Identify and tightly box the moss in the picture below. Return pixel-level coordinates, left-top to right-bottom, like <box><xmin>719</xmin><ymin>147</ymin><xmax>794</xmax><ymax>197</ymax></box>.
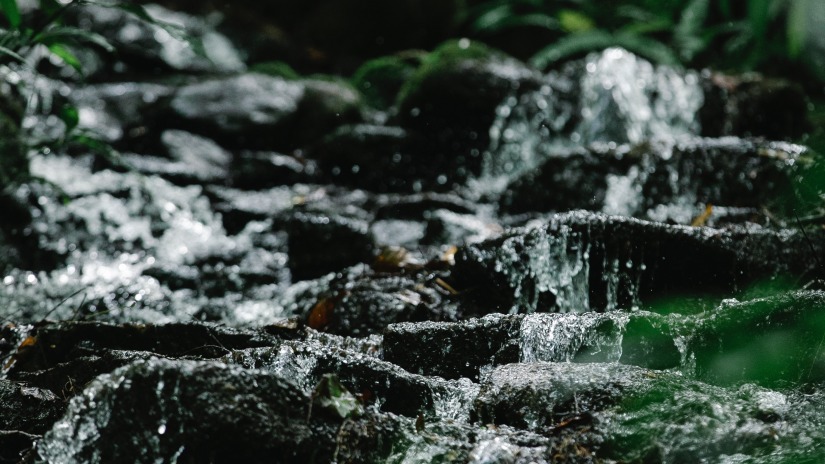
<box><xmin>249</xmin><ymin>61</ymin><xmax>301</xmax><ymax>81</ymax></box>
<box><xmin>351</xmin><ymin>52</ymin><xmax>424</xmax><ymax>109</ymax></box>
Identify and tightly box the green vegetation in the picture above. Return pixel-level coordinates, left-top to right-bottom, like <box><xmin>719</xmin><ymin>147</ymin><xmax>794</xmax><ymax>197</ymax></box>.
<box><xmin>464</xmin><ymin>0</ymin><xmax>825</xmax><ymax>82</ymax></box>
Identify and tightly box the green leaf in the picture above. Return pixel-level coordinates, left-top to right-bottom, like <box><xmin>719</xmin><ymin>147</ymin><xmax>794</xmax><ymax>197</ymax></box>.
<box><xmin>471</xmin><ymin>3</ymin><xmax>513</xmax><ymax>32</ymax></box>
<box><xmin>0</xmin><ymin>0</ymin><xmax>21</xmax><ymax>29</ymax></box>
<box><xmin>59</xmin><ymin>105</ymin><xmax>80</xmax><ymax>133</ymax></box>
<box><xmin>673</xmin><ymin>0</ymin><xmax>710</xmax><ymax>61</ymax></box>
<box><xmin>37</xmin><ymin>0</ymin><xmax>62</xmax><ymax>15</ymax></box>
<box><xmin>530</xmin><ymin>29</ymin><xmax>616</xmax><ymax>69</ymax></box>
<box><xmin>614</xmin><ymin>34</ymin><xmax>680</xmax><ymax>66</ymax></box>
<box><xmin>49</xmin><ymin>43</ymin><xmax>83</xmax><ymax>74</ymax></box>
<box><xmin>33</xmin><ymin>26</ymin><xmax>115</xmax><ymax>53</ymax></box>
<box><xmin>787</xmin><ymin>0</ymin><xmax>812</xmax><ymax>58</ymax></box>
<box><xmin>558</xmin><ymin>10</ymin><xmax>596</xmax><ymax>33</ymax></box>
<box><xmin>0</xmin><ymin>45</ymin><xmax>26</xmax><ymax>63</ymax></box>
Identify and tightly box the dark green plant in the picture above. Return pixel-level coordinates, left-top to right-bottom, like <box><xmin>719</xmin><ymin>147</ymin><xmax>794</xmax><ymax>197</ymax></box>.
<box><xmin>0</xmin><ymin>0</ymin><xmax>182</xmax><ymax>188</ymax></box>
<box><xmin>465</xmin><ymin>0</ymin><xmax>825</xmax><ymax>80</ymax></box>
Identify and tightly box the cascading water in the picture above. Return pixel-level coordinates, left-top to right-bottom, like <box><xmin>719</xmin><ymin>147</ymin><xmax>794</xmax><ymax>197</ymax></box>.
<box><xmin>473</xmin><ymin>48</ymin><xmax>704</xmax><ymax>198</ymax></box>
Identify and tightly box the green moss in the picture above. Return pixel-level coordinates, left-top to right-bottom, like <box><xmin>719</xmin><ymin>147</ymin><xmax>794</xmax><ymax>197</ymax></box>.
<box><xmin>249</xmin><ymin>61</ymin><xmax>301</xmax><ymax>80</ymax></box>
<box><xmin>351</xmin><ymin>52</ymin><xmax>422</xmax><ymax>109</ymax></box>
<box><xmin>397</xmin><ymin>39</ymin><xmax>507</xmax><ymax>104</ymax></box>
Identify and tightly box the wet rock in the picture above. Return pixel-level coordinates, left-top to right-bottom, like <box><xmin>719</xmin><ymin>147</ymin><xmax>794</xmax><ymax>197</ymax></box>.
<box><xmin>699</xmin><ymin>73</ymin><xmax>809</xmax><ymax>140</ymax></box>
<box><xmin>423</xmin><ymin>210</ymin><xmax>504</xmax><ymax>244</ymax></box>
<box><xmin>284</xmin><ymin>211</ymin><xmax>374</xmax><ymax>280</ymax></box>
<box><xmin>3</xmin><ymin>322</ymin><xmax>278</xmax><ymax>379</ymax></box>
<box><xmin>473</xmin><ymin>363</ymin><xmax>647</xmax><ymax>430</ymax></box>
<box><xmin>0</xmin><ymin>380</ymin><xmax>66</xmax><ymax>436</ymax></box>
<box><xmin>292</xmin><ymin>79</ymin><xmax>363</xmax><ymax>143</ymax></box>
<box><xmin>311</xmin><ymin>124</ymin><xmax>422</xmax><ymax>192</ymax></box>
<box><xmin>124</xmin><ymin>130</ymin><xmax>232</xmax><ymax>185</ymax></box>
<box><xmin>64</xmin><ymin>5</ymin><xmax>244</xmax><ymax>74</ymax></box>
<box><xmin>453</xmin><ymin>212</ymin><xmax>817</xmax><ymax>312</ymax></box>
<box><xmin>299</xmin><ymin>268</ymin><xmax>460</xmax><ymax>336</ymax></box>
<box><xmin>37</xmin><ymin>360</ymin><xmax>342</xmax><ymax>462</ymax></box>
<box><xmin>375</xmin><ymin>192</ymin><xmax>478</xmax><ymax>221</ymax></box>
<box><xmin>398</xmin><ymin>39</ymin><xmax>541</xmax><ymax>185</ymax></box>
<box><xmin>170</xmin><ymin>73</ymin><xmax>305</xmax><ymax>148</ymax></box>
<box><xmin>69</xmin><ymin>82</ymin><xmax>174</xmax><ymax>144</ymax></box>
<box><xmin>501</xmin><ymin>137</ymin><xmax>811</xmax><ymax>220</ymax></box>
<box><xmin>688</xmin><ymin>291</ymin><xmax>825</xmax><ymax>387</ymax></box>
<box><xmin>167</xmin><ymin>73</ymin><xmax>361</xmax><ymax>150</ymax></box>
<box><xmin>230</xmin><ymin>151</ymin><xmax>318</xmax><ymax>190</ymax></box>
<box><xmin>500</xmin><ymin>146</ymin><xmax>628</xmax><ymax>214</ymax></box>
<box><xmin>226</xmin><ymin>333</ymin><xmax>478</xmax><ymax>420</ymax></box>
<box><xmin>384</xmin><ymin>314</ymin><xmax>521</xmax><ymax>379</ymax></box>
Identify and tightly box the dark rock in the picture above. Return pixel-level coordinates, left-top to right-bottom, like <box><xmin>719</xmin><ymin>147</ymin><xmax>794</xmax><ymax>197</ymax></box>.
<box><xmin>301</xmin><ymin>269</ymin><xmax>459</xmax><ymax>336</ymax></box>
<box><xmin>473</xmin><ymin>363</ymin><xmax>649</xmax><ymax>430</ymax></box>
<box><xmin>501</xmin><ymin>137</ymin><xmax>811</xmax><ymax>219</ymax></box>
<box><xmin>170</xmin><ymin>73</ymin><xmax>305</xmax><ymax>148</ymax></box>
<box><xmin>37</xmin><ymin>359</ymin><xmax>342</xmax><ymax>463</ymax></box>
<box><xmin>453</xmin><ymin>212</ymin><xmax>821</xmax><ymax>312</ymax></box>
<box><xmin>375</xmin><ymin>192</ymin><xmax>477</xmax><ymax>221</ymax></box>
<box><xmin>168</xmin><ymin>73</ymin><xmax>361</xmax><ymax>150</ymax></box>
<box><xmin>688</xmin><ymin>291</ymin><xmax>825</xmax><ymax>387</ymax></box>
<box><xmin>232</xmin><ymin>333</ymin><xmax>478</xmax><ymax>420</ymax></box>
<box><xmin>398</xmin><ymin>39</ymin><xmax>541</xmax><ymax>186</ymax></box>
<box><xmin>500</xmin><ymin>145</ymin><xmax>632</xmax><ymax>214</ymax></box>
<box><xmin>310</xmin><ymin>124</ymin><xmax>422</xmax><ymax>192</ymax></box>
<box><xmin>68</xmin><ymin>5</ymin><xmax>244</xmax><ymax>74</ymax></box>
<box><xmin>292</xmin><ymin>79</ymin><xmax>363</xmax><ymax>145</ymax></box>
<box><xmin>0</xmin><ymin>380</ymin><xmax>66</xmax><ymax>434</ymax></box>
<box><xmin>231</xmin><ymin>151</ymin><xmax>318</xmax><ymax>190</ymax></box>
<box><xmin>124</xmin><ymin>130</ymin><xmax>232</xmax><ymax>185</ymax></box>
<box><xmin>284</xmin><ymin>211</ymin><xmax>374</xmax><ymax>280</ymax></box>
<box><xmin>0</xmin><ymin>430</ymin><xmax>40</xmax><ymax>464</ymax></box>
<box><xmin>3</xmin><ymin>322</ymin><xmax>279</xmax><ymax>379</ymax></box>
<box><xmin>69</xmin><ymin>82</ymin><xmax>174</xmax><ymax>146</ymax></box>
<box><xmin>699</xmin><ymin>73</ymin><xmax>809</xmax><ymax>140</ymax></box>
<box><xmin>384</xmin><ymin>314</ymin><xmax>521</xmax><ymax>380</ymax></box>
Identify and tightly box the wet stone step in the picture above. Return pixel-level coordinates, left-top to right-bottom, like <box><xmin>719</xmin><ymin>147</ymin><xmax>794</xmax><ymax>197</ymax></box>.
<box><xmin>452</xmin><ymin>211</ymin><xmax>825</xmax><ymax>314</ymax></box>
<box><xmin>500</xmin><ymin>137</ymin><xmax>815</xmax><ymax>218</ymax></box>
<box><xmin>383</xmin><ymin>291</ymin><xmax>825</xmax><ymax>387</ymax></box>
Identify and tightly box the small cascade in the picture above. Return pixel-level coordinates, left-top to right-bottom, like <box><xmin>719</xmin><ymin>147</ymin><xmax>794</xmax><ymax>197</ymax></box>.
<box><xmin>471</xmin><ymin>48</ymin><xmax>704</xmax><ymax>198</ymax></box>
<box><xmin>519</xmin><ymin>313</ymin><xmax>628</xmax><ymax>362</ymax></box>
<box><xmin>576</xmin><ymin>48</ymin><xmax>704</xmax><ymax>144</ymax></box>
<box><xmin>495</xmin><ymin>223</ymin><xmax>590</xmax><ymax>314</ymax></box>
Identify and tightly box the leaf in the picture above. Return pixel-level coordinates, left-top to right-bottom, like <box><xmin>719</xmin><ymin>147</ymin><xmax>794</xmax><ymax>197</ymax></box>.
<box><xmin>49</xmin><ymin>43</ymin><xmax>83</xmax><ymax>74</ymax></box>
<box><xmin>59</xmin><ymin>105</ymin><xmax>80</xmax><ymax>133</ymax></box>
<box><xmin>37</xmin><ymin>0</ymin><xmax>62</xmax><ymax>15</ymax></box>
<box><xmin>559</xmin><ymin>10</ymin><xmax>596</xmax><ymax>33</ymax></box>
<box><xmin>614</xmin><ymin>34</ymin><xmax>680</xmax><ymax>66</ymax></box>
<box><xmin>0</xmin><ymin>0</ymin><xmax>21</xmax><ymax>29</ymax></box>
<box><xmin>0</xmin><ymin>42</ymin><xmax>26</xmax><ymax>63</ymax></box>
<box><xmin>673</xmin><ymin>0</ymin><xmax>710</xmax><ymax>61</ymax></box>
<box><xmin>787</xmin><ymin>0</ymin><xmax>811</xmax><ymax>58</ymax></box>
<box><xmin>471</xmin><ymin>3</ymin><xmax>513</xmax><ymax>32</ymax></box>
<box><xmin>33</xmin><ymin>26</ymin><xmax>115</xmax><ymax>53</ymax></box>
<box><xmin>530</xmin><ymin>29</ymin><xmax>616</xmax><ymax>69</ymax></box>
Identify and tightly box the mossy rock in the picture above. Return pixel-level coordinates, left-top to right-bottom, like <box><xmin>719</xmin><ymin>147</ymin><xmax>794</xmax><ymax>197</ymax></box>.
<box><xmin>397</xmin><ymin>39</ymin><xmax>542</xmax><ymax>182</ymax></box>
<box><xmin>351</xmin><ymin>52</ymin><xmax>422</xmax><ymax>109</ymax></box>
<box><xmin>0</xmin><ymin>75</ymin><xmax>29</xmax><ymax>188</ymax></box>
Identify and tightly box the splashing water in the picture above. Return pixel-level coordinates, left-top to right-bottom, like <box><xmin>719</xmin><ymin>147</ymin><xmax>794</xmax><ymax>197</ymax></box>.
<box><xmin>471</xmin><ymin>48</ymin><xmax>704</xmax><ymax>196</ymax></box>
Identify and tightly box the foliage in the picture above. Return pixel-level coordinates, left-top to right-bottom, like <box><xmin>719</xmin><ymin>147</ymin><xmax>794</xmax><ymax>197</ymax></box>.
<box><xmin>464</xmin><ymin>0</ymin><xmax>825</xmax><ymax>80</ymax></box>
<box><xmin>0</xmin><ymin>0</ymin><xmax>181</xmax><ymax>187</ymax></box>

SHORT TASK: Reproduce every line of the records, requests included, from the line with "Identify and tightly box the foliage" up to and including the last line. Multiply each box coordinate in the answers by 2.3 and round it to a whole number, with halves rounded up, and leave the numbers in the requests unchanged.

CORRECT OUTPUT:
Identify and tightly box the foliage in the picture above. Return pixel-level coordinates, left-top to right-bottom, like <box><xmin>719</xmin><ymin>147</ymin><xmax>794</xmax><ymax>197</ymax></box>.
<box><xmin>1067</xmin><ymin>0</ymin><xmax>1898</xmax><ymax>184</ymax></box>
<box><xmin>0</xmin><ymin>0</ymin><xmax>416</xmax><ymax>430</ymax></box>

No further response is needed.